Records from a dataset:
begin

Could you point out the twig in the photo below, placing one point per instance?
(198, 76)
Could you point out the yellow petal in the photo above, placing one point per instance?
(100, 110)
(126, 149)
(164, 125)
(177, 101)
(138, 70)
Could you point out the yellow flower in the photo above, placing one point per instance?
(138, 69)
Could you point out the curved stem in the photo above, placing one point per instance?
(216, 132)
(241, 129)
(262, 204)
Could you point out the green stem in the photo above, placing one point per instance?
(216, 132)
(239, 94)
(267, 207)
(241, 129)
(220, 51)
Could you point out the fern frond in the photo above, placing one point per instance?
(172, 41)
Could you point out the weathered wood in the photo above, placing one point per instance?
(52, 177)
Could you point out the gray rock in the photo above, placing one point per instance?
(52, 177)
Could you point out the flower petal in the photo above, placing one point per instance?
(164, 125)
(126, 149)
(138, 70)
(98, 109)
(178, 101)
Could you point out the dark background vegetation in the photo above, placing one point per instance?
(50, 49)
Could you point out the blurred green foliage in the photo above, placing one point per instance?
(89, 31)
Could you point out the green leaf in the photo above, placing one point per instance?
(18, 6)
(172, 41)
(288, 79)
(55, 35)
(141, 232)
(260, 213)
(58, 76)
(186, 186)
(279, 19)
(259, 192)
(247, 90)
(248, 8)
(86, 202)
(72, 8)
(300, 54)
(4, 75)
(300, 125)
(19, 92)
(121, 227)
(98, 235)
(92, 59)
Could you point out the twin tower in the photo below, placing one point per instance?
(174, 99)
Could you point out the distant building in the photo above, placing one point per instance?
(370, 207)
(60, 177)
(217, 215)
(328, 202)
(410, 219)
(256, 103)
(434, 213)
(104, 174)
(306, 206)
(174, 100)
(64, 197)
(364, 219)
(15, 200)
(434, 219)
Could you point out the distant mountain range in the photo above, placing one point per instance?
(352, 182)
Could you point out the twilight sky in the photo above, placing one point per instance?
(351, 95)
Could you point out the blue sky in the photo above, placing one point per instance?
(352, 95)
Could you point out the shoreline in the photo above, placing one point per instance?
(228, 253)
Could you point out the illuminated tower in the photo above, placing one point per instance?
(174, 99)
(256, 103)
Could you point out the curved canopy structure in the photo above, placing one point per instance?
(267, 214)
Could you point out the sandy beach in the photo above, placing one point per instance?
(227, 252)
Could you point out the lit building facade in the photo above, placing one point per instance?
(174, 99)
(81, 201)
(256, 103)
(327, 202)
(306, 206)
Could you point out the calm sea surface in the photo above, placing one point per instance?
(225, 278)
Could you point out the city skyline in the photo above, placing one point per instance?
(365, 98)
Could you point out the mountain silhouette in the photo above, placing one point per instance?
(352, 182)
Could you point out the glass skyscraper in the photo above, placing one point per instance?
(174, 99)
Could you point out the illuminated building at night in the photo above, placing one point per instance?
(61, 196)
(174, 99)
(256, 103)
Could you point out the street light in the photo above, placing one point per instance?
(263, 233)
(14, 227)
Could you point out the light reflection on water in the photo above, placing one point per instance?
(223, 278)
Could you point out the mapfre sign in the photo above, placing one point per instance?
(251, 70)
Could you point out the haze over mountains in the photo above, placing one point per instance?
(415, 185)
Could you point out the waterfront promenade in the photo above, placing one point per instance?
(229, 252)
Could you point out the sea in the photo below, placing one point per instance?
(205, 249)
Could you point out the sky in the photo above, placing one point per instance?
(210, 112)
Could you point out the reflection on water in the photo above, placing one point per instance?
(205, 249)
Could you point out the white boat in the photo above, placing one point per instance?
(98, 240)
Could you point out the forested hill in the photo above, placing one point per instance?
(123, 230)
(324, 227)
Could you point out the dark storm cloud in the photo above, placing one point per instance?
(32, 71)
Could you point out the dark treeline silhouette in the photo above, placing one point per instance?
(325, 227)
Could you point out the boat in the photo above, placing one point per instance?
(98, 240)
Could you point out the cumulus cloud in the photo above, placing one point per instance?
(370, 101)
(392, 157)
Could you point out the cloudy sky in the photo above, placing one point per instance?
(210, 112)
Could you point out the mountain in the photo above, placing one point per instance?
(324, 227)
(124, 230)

end

Repeat the line containing "Could you point out the white" and all subsequent lines through the final line of the data, exactly and with no others.

*PROBLEM SOLUTION*
Could you point out the white boat in the photo above, placing one point per instance?
(98, 240)
Could you point out the forested hill in the photo above, placing one point per instance?
(123, 230)
(324, 227)
Could you point out the dark storm cloud in the photo above, placing one point per instance?
(32, 71)
Could you point out the dark treeline silhouette in the photo above, placing one point per instance?
(325, 227)
Could you point out the boat in the photo above, placing one point per instance?
(98, 240)
Could you point out the cumulus cloud in the photo above, placing one point per instance?
(370, 101)
(392, 157)
Could you point out the cloudy sky in the photo above, placing one point per instance?
(210, 112)
Could you point out the mountain in the photo above, placing one point per instance?
(324, 227)
(124, 230)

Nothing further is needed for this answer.